Description of the task
Rewrite the part of the Michelle Lin article between "Lin Chu-yin (林楚茵" and "with SET News.", inclusive, changing "news anchor" to "television presenter".

Member of the Legislative Yuan
- Incumbent
- Assumed office 1 February 2020
- Constituency: Party-list (DPP)
- Chairman: William Lai

Personal details
- Born: 10 October 1972 (age 53) Taipei, Taiwan
- Party: Democratic Progressive Party
- Education: Soochow University (BA)

= Michelle Lin =

Taiwanese news presenter and politician

Lin Chu-yin (林楚茵 (Lín Chǔyīn); born 10 October 1972), also known by her English name Michelle Lin, is a Taiwanese politician and news presenter who is currently a member of the Legislative Yuan.

==Early life and education==
Lin received a bachelor's degree in politics from Soochow University in Taipei. Lin was a news anchor for TVBS News and later on with SET News.

==Political career==
Lin was elected to the Legislative Yuan in 2020 via the Democratic Progressive Party proportional representation party list. As a legislator, she has been active in discussions regarding banking, journalism, and online scams.

In June 2022, Lin voiced her support for the redesign of the International Driving Permit issued by Taiwan's Directorate-General of Highways, with the cover now highlighting the word "Taiwan" in large font. The highway authority redesigned the cover after complaints from Taiwanese tourists driving overseas that they were often mistaken for Chinese. Lin cited the example of the recent Taiwan passport redesign as an appropriate precedent.

She was reelected to the Legislative Yuan in 2024, and became the founding leader of the France Inter-Parliamentary Amity Association and the Taiwan-Poland Inter-Parliamentary Amity Association within the 11th Legislative Yuan.

==Personal life==
Lin married Liang Wen-chieh in 2007.

Supplied information
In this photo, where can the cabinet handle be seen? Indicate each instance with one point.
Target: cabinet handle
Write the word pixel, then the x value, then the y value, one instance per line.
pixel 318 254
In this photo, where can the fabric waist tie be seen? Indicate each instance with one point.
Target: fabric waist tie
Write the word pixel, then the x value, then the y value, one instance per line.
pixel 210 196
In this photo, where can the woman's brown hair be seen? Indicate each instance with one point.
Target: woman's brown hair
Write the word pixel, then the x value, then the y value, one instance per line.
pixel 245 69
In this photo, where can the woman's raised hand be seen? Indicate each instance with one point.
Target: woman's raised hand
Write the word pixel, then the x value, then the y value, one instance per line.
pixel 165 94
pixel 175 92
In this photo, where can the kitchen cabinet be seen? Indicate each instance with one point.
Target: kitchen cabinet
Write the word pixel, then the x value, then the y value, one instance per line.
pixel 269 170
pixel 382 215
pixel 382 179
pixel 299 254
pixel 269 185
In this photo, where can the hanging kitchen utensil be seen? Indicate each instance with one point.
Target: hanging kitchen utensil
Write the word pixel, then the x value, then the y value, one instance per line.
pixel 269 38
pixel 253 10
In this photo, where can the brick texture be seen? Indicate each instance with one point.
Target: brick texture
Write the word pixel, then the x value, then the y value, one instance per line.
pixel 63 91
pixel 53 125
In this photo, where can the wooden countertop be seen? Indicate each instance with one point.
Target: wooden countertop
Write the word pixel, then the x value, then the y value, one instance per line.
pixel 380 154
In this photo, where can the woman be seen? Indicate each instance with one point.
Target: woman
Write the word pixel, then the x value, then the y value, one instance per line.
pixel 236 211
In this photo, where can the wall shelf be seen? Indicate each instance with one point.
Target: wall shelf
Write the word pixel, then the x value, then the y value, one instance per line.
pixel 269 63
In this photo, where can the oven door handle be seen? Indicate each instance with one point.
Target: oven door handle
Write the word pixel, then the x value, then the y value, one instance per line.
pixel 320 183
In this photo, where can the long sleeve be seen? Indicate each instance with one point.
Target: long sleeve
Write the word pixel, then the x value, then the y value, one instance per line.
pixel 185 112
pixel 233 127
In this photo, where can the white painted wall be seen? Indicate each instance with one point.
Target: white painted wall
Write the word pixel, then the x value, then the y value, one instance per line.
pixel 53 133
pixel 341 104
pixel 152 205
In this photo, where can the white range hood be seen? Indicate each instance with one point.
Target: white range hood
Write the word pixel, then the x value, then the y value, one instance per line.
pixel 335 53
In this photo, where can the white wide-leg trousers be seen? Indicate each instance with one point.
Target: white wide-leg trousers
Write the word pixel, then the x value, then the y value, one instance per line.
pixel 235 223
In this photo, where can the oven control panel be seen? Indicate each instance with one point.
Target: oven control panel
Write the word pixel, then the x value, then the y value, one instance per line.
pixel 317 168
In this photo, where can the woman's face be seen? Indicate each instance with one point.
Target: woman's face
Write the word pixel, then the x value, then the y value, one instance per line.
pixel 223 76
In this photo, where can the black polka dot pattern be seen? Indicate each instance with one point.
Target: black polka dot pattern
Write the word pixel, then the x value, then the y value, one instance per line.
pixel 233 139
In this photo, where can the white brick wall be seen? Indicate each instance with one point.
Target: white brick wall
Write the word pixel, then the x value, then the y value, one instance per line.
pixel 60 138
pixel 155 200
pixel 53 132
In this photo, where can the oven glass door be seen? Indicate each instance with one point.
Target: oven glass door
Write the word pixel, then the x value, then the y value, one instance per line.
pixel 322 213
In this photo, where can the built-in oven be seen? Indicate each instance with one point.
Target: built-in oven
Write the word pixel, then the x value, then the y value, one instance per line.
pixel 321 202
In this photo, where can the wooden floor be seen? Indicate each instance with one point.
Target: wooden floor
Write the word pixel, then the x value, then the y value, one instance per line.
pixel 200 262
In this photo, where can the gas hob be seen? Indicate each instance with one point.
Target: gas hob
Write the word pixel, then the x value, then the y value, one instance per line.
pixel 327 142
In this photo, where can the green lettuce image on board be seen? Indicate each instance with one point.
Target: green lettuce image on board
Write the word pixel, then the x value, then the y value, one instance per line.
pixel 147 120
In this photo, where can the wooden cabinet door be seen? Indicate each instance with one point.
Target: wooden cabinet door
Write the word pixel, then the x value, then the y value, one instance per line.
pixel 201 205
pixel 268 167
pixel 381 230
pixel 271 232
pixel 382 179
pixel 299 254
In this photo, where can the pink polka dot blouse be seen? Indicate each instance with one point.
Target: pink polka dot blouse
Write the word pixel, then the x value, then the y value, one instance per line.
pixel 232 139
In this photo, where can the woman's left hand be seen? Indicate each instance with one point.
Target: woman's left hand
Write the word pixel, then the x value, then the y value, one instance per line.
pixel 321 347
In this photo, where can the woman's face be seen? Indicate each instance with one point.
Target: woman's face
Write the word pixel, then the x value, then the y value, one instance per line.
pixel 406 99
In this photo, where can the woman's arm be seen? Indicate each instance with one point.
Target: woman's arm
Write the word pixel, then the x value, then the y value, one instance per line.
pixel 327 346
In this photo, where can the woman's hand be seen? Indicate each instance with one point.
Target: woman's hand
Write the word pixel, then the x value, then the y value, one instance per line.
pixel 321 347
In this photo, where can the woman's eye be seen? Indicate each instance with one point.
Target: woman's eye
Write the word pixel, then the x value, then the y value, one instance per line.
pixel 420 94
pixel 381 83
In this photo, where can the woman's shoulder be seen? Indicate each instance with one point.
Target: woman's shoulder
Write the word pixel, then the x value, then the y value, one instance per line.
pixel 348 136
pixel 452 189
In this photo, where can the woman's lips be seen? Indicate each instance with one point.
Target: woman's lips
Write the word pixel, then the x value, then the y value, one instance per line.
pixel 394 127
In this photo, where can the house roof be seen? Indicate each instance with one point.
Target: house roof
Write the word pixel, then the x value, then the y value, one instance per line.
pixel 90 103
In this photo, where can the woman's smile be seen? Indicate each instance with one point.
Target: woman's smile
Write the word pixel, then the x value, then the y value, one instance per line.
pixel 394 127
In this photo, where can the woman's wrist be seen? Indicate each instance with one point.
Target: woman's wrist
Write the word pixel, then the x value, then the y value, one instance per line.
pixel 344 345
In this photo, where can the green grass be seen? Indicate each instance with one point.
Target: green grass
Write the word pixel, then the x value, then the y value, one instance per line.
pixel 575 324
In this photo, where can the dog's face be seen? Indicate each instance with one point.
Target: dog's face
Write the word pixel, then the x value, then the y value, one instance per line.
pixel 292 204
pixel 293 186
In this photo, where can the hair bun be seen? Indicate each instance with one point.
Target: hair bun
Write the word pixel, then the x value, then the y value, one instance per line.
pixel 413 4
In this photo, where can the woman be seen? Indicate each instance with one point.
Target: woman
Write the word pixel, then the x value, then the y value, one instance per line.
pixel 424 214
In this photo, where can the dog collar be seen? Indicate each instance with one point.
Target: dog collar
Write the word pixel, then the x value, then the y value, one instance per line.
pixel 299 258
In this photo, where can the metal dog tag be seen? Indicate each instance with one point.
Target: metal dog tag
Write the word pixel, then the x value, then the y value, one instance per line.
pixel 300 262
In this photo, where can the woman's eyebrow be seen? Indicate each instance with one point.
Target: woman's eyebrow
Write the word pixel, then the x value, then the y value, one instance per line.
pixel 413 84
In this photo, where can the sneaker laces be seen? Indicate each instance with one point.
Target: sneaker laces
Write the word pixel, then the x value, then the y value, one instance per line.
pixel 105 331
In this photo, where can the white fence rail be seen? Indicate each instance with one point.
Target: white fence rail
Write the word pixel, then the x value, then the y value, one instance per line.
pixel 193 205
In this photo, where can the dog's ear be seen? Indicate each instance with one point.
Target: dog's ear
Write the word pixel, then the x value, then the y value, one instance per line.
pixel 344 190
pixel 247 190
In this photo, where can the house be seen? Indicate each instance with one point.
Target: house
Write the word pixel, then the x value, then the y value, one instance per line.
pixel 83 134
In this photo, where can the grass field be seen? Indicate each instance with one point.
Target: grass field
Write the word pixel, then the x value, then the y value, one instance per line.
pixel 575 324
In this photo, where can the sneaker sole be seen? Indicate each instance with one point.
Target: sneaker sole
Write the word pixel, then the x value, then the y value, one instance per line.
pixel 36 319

Answer to this exercise
Lin Chu-yin (林楚茵 (Lín Chǔyīn); born 10 October 1972), also known by her English name Michelle Lin, is a Taiwanese politician and news presenter who is currently a member of the Legislative Yuan.

==Early life and education==
Lin received a bachelor's degree in politics from Soochow University in Taipei. Lin was a television presenter for TVBS News and later on with SET News.